Task item A |
In the stent news article, what links a finding that angioplasty offers little benefit over drugs to bad news for stent makers? Explain in one to three sentences.
Task item B |
Answer these from the stent news article:
(i) On what day were the study's results due?
(ii) What two treatments does the study directly compare?
(iii) What is the job of a stent in an angioplasty?

━━━━━ Text provided

Heart stent makers brace for results of new study
Posted March 23rd, 2007 in medicine newsBOSTON, Massachusetts (AP) — Wall Street analysts and many doctors expect another potential setback for makers of stents when results of a blockbuster study Tuesday will answer whether an artery-opening procedure plus drugs is better than medication alone for lower-risk heart patients with chest pain.
It’s the first big study to directly compare angioplasty procedures with drug therapy alone as a way to prevent heart attacks and deaths in non-emergency cases.
If the research reaches the conclusion many analysts and doctors expect — that angioplasty offers little or no lifesaving benefit over drugs for these patients — the finding would be the latest dose of bad news for makers of stents. The tiny mesh scaffolds are used in most angioplasties to keep vessels open after blockages have been cleared.

━━━━━━━━━━
━━━━━ Study material

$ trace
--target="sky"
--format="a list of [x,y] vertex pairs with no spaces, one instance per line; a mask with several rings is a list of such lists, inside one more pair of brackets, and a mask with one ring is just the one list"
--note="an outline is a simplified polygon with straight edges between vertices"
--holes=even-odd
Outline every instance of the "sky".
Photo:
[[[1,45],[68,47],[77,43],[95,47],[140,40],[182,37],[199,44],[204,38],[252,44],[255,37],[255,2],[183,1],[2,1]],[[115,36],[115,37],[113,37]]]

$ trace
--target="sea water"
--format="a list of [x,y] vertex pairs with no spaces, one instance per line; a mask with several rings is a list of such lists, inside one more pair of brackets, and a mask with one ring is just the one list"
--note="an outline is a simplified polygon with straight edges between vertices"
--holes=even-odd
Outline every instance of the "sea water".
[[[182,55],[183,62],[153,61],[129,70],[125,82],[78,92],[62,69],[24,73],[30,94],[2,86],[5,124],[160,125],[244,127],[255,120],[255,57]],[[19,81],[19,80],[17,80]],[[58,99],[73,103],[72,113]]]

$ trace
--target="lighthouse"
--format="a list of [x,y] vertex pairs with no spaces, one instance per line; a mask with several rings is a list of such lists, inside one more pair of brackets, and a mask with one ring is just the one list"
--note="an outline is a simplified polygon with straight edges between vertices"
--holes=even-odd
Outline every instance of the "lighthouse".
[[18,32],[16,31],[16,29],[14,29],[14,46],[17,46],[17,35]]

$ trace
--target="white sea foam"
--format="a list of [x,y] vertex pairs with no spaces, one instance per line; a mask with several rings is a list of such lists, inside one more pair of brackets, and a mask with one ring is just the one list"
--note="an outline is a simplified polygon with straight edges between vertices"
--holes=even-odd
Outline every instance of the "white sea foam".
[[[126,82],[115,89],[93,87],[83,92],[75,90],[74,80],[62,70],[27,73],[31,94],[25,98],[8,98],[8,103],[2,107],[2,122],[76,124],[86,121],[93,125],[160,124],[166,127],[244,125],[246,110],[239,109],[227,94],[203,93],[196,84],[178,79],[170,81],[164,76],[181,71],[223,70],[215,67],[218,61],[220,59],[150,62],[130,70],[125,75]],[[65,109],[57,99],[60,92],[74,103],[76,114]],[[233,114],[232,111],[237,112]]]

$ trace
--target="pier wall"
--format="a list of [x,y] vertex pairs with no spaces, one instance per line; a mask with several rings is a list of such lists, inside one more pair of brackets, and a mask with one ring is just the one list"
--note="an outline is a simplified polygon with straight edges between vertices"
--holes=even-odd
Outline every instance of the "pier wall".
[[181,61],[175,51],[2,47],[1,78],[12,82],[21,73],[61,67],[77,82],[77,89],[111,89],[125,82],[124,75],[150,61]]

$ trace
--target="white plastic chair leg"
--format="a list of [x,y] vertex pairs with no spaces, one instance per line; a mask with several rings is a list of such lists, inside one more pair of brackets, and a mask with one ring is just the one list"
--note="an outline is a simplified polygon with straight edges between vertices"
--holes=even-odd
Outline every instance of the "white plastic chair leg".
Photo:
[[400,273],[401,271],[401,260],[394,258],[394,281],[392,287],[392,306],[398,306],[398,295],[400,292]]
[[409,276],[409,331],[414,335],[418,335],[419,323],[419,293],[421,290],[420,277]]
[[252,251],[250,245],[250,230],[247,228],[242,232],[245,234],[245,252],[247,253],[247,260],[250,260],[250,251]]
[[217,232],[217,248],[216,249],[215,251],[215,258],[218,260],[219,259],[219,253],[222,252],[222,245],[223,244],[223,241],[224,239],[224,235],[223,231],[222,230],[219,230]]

━━━━━━━━━━

Result A |
Stents are the tiny mesh scaffolds used in most angioplasties to keep vessels open after blockages have been cleared. That is why such a finding would be the latest dose of bad news for their makers.

Result B |
(i) Tuesday.
(ii) Angioplasty procedures and drug therapy alone.
(iii) It keeps vessels open after blockages have been cleared.